** start Material for this task **

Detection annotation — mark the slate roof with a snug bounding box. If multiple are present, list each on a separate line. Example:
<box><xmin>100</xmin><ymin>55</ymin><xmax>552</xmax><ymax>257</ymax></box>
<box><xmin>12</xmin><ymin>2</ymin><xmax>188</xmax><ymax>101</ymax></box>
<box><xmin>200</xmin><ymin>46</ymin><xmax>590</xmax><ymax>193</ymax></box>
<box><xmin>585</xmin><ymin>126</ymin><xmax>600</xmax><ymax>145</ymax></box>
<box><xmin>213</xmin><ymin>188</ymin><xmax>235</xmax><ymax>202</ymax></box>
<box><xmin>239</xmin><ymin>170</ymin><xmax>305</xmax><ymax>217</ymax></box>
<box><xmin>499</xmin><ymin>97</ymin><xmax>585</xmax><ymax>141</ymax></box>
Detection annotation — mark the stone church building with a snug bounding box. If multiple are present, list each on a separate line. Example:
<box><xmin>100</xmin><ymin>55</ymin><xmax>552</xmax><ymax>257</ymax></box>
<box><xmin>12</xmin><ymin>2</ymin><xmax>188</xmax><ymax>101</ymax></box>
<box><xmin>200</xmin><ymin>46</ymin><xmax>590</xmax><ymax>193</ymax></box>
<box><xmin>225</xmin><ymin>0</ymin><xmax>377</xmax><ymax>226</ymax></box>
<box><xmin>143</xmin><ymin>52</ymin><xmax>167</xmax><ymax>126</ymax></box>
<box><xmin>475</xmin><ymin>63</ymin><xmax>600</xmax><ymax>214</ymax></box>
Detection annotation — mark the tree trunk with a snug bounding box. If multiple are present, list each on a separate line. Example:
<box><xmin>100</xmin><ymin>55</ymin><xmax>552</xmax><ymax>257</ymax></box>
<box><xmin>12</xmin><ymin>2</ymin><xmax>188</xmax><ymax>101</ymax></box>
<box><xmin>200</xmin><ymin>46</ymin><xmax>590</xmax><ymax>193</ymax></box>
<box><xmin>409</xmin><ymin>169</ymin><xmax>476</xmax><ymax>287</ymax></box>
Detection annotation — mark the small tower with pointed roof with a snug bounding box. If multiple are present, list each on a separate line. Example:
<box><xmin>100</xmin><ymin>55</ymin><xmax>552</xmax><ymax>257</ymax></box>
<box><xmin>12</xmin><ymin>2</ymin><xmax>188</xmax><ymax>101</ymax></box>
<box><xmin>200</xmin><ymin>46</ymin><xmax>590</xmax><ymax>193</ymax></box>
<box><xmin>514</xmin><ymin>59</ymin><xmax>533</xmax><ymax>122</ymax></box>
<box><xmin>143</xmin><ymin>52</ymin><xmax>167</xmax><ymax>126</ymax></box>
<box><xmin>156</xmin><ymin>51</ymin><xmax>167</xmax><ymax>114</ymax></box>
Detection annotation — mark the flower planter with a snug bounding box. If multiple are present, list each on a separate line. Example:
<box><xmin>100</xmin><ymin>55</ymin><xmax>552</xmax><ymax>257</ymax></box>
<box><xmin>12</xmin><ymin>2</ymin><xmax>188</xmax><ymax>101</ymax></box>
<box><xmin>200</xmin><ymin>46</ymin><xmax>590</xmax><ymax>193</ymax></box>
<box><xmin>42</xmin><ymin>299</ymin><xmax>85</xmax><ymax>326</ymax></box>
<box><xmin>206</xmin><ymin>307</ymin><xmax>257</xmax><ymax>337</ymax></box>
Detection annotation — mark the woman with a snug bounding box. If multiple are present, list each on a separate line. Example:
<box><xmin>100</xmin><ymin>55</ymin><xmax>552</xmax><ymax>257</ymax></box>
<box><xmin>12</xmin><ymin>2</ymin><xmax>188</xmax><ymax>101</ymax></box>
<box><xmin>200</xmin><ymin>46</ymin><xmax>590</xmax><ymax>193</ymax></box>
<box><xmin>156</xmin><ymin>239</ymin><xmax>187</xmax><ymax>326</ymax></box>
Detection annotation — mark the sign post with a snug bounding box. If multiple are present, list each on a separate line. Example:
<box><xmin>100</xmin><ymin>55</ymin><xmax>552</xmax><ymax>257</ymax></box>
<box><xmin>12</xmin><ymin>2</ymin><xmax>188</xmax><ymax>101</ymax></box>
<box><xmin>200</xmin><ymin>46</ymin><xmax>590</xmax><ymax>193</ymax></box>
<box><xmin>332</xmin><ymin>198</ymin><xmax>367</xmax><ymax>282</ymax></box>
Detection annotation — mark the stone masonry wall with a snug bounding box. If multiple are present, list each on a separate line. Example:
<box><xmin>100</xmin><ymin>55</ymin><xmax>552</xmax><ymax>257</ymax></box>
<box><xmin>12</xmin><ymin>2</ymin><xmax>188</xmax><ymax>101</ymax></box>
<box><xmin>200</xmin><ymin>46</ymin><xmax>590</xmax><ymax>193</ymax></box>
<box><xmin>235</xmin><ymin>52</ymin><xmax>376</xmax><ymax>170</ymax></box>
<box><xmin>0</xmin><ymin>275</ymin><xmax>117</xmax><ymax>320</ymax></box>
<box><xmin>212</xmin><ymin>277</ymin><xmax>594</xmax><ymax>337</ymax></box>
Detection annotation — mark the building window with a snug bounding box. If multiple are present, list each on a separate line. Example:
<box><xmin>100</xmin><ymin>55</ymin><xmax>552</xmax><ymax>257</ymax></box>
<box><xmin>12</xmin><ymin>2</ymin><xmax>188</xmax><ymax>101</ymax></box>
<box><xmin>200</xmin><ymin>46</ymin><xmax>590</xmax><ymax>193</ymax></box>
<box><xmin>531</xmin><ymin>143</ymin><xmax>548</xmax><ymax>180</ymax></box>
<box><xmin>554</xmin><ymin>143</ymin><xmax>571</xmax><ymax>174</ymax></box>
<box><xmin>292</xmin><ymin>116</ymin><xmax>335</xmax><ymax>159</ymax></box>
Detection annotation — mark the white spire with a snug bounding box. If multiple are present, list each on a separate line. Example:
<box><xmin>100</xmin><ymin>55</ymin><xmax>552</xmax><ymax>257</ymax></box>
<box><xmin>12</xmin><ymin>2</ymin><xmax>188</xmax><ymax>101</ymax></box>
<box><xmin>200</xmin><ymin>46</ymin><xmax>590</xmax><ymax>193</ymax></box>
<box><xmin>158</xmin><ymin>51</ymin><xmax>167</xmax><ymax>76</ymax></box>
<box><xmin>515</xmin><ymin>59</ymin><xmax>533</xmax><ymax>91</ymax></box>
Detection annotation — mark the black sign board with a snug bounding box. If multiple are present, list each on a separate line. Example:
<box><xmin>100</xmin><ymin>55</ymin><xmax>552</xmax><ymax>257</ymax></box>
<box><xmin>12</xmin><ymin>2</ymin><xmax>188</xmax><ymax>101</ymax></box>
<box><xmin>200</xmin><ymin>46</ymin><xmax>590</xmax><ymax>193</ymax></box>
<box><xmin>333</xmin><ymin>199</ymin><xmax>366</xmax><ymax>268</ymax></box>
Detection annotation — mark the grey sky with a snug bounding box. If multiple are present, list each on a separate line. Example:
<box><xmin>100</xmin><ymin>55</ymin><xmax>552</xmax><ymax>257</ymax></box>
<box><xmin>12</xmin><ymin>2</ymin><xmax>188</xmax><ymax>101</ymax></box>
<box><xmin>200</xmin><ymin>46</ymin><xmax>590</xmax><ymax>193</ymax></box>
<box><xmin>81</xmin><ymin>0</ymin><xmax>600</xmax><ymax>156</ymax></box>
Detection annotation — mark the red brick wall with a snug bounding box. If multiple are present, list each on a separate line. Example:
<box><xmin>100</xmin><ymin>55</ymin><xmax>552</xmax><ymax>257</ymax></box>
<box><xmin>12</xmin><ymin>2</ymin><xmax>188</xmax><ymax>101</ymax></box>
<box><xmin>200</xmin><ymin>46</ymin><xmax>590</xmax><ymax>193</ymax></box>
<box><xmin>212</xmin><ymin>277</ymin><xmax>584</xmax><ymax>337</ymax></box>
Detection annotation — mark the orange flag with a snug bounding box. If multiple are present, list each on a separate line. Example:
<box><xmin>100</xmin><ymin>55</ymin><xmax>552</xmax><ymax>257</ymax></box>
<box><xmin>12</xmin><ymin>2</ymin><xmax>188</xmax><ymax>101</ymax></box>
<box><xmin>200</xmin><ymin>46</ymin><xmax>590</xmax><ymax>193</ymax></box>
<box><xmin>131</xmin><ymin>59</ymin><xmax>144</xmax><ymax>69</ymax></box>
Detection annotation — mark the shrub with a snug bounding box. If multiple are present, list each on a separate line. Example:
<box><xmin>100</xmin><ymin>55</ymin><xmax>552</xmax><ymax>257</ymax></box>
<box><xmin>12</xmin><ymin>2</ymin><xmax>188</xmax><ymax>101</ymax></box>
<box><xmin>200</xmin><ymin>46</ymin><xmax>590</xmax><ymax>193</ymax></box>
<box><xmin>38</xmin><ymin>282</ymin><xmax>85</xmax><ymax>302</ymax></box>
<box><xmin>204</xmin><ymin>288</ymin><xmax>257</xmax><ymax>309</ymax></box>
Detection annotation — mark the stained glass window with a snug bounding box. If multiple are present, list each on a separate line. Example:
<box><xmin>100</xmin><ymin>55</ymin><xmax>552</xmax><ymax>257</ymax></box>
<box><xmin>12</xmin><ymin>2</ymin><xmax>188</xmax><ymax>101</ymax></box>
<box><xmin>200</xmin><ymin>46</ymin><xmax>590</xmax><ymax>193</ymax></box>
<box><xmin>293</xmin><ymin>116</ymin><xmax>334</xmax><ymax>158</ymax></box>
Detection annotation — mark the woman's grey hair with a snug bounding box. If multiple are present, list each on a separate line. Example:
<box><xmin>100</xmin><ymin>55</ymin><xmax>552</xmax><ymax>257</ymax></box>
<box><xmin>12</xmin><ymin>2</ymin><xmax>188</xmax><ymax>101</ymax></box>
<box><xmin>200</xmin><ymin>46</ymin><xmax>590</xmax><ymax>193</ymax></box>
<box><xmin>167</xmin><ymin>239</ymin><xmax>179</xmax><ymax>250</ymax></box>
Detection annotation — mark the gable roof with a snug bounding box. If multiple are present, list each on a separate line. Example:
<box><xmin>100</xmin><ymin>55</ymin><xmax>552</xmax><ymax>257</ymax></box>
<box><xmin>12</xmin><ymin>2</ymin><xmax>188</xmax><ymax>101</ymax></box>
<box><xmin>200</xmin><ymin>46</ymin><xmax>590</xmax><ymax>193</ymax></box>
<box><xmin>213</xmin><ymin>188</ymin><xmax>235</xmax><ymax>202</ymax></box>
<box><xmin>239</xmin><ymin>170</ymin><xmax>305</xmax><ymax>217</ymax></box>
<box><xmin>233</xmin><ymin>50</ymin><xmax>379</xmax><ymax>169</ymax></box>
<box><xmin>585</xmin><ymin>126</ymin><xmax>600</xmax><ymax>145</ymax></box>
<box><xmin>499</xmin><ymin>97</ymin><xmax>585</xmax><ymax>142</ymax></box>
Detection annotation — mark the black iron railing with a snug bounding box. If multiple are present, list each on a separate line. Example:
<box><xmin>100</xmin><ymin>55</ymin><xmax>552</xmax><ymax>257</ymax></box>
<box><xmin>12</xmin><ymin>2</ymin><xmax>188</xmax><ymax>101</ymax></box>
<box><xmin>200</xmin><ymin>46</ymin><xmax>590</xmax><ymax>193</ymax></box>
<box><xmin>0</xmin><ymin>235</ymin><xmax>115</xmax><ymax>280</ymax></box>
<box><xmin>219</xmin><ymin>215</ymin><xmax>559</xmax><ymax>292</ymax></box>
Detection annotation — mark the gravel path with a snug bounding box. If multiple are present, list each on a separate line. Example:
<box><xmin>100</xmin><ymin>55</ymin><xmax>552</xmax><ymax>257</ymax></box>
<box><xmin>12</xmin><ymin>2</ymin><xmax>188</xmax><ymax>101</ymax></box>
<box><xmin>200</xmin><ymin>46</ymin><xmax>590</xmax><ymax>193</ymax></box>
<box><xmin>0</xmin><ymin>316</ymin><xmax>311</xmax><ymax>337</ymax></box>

** end Material for this task **

Given task - Take the line with "Detection annotation — mark the gravel" and all lines after it through the end of the records, and write them out exactly; include nothing else.

Response to the exercise -
Detection annotation — mark the gravel path with a snug bounding box. If multiple are present, list each on a separate line. Example:
<box><xmin>100</xmin><ymin>55</ymin><xmax>552</xmax><ymax>257</ymax></box>
<box><xmin>12</xmin><ymin>2</ymin><xmax>188</xmax><ymax>101</ymax></box>
<box><xmin>200</xmin><ymin>46</ymin><xmax>590</xmax><ymax>193</ymax></box>
<box><xmin>0</xmin><ymin>316</ymin><xmax>311</xmax><ymax>337</ymax></box>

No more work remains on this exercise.